--- Document extract ---

Let me explain it for serialization. Assume a trait for serializing something conformant to NTriples:

trait NtSerializable {
    fn seriallize<W: io::Write>(&self, w: &mut W) -> io::Result<()>;
}

This can be implemented for basic types like IriData, BNodeId, ... then serializing a Term would just be (simplyfied):

impl NtSerializable for Term {
    fn serialize<W: io::Write>(&self, w: &mut W) -> io::Result<()> {
        match self {
            Iri(iri) => iri.serialize(w),
            Literal(literal) => literal.serialize(w),
            ...
        }
    }
}

Continuing this up to Graph or Database (maybe with specialized traits for strict and so on). As a user it enables me to precisely find the code how different elements of RDF are serialized.


Another point I want to make is uniformity. As the same is already done for IRIs and blank nodes I thought it would just be consequent to do the same for literals (and maybe variables). Especially, as blank nodes are less complex as literals but already have an own type.

--- Entries provided ---

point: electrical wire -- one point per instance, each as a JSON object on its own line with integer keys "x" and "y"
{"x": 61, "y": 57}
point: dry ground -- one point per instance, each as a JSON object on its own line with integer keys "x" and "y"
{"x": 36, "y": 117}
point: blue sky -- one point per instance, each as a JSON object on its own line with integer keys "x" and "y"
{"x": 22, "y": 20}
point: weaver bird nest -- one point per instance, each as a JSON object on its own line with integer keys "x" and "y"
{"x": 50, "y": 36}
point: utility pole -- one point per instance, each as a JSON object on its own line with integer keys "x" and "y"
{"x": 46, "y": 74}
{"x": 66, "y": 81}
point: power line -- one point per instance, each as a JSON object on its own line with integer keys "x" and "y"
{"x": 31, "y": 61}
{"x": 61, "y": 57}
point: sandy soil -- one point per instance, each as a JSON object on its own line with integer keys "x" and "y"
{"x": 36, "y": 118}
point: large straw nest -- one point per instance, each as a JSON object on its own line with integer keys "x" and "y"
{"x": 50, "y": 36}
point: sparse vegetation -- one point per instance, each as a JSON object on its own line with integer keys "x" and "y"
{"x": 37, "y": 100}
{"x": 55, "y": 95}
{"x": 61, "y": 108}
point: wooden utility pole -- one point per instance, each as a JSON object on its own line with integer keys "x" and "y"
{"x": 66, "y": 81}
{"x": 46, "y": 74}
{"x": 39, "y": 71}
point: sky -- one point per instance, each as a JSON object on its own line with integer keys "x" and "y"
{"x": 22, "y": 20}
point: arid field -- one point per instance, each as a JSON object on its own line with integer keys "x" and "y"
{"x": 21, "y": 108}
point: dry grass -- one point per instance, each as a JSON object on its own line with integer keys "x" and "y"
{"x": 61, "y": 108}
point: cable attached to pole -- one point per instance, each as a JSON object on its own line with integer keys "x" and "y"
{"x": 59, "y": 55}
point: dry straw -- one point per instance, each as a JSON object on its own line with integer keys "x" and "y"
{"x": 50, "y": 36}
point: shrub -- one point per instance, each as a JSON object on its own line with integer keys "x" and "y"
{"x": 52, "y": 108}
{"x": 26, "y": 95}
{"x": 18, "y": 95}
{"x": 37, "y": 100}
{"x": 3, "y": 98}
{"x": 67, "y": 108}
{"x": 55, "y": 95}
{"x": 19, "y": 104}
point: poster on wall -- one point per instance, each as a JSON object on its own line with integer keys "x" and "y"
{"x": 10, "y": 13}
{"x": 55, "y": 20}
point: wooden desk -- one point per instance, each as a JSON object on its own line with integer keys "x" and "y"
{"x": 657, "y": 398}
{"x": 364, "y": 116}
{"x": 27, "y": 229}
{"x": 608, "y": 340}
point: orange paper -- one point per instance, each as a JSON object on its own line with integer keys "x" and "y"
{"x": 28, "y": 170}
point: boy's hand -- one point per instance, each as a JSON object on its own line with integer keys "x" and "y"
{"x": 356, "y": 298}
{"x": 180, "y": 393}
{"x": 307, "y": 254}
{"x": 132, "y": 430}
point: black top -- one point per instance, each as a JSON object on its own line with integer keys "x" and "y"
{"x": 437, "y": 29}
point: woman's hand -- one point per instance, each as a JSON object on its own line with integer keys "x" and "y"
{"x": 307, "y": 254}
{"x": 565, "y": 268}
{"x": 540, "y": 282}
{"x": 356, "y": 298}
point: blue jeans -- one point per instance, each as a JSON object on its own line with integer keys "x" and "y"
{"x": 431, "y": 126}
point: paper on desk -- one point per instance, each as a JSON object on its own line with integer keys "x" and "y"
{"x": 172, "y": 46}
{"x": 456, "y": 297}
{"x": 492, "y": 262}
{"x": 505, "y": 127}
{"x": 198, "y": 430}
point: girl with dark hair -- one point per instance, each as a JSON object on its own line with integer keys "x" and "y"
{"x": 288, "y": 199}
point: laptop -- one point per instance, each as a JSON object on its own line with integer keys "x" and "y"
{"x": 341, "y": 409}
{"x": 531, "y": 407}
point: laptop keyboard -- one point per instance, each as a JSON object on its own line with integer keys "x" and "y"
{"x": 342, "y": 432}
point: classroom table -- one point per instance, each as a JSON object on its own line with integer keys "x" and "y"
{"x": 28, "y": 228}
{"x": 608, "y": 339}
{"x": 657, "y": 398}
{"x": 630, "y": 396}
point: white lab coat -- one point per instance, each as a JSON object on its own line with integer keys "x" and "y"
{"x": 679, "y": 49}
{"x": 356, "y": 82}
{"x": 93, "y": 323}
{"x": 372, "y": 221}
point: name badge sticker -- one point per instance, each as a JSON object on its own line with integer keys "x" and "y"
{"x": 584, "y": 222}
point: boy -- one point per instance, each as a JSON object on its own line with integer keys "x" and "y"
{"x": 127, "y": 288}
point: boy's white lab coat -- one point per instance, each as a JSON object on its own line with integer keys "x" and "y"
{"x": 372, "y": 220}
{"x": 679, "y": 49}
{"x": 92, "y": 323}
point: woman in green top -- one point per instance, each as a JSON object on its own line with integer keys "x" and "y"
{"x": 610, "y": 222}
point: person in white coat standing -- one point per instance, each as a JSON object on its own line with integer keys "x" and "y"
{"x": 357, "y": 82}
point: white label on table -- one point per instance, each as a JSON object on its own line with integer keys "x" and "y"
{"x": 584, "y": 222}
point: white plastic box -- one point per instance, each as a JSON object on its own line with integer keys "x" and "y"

---

Jobs:
A: In the serialization comment, why does the author think literals should get a type of their own? Answer in one to three sentences.
B: Reproduce the serialization comment from "This can be" up to and including "RDF are serialized.", swapping "Term" for "Node".
The records play no part in these tasks.

Task solutions:
A: The author argues for uniformity: IRIs and blank nodes already have their own types, so doing the same for literals would be consistent. This matters all the more because blank nodes are less complex than literals yet already have a dedicated type.

B:
This can be implemented for basic types like IriData, BNodeId, ... then serializing a Node would just be (simplyfied):

impl NtSerializable for Node {
    fn serialize<W: io::Write>(&self, w: &mut W) -> io::Result<()> {
        match self {
            Iri(iri) => iri.serialize(w),
            Literal(literal) => literal.serialize(w),
            ...
        }
    }
}

Continuing this up to Graph or Database (maybe with specialized traits for strict and so on). As a user it enables me to precisely find the code how different elements of RDF are serialized.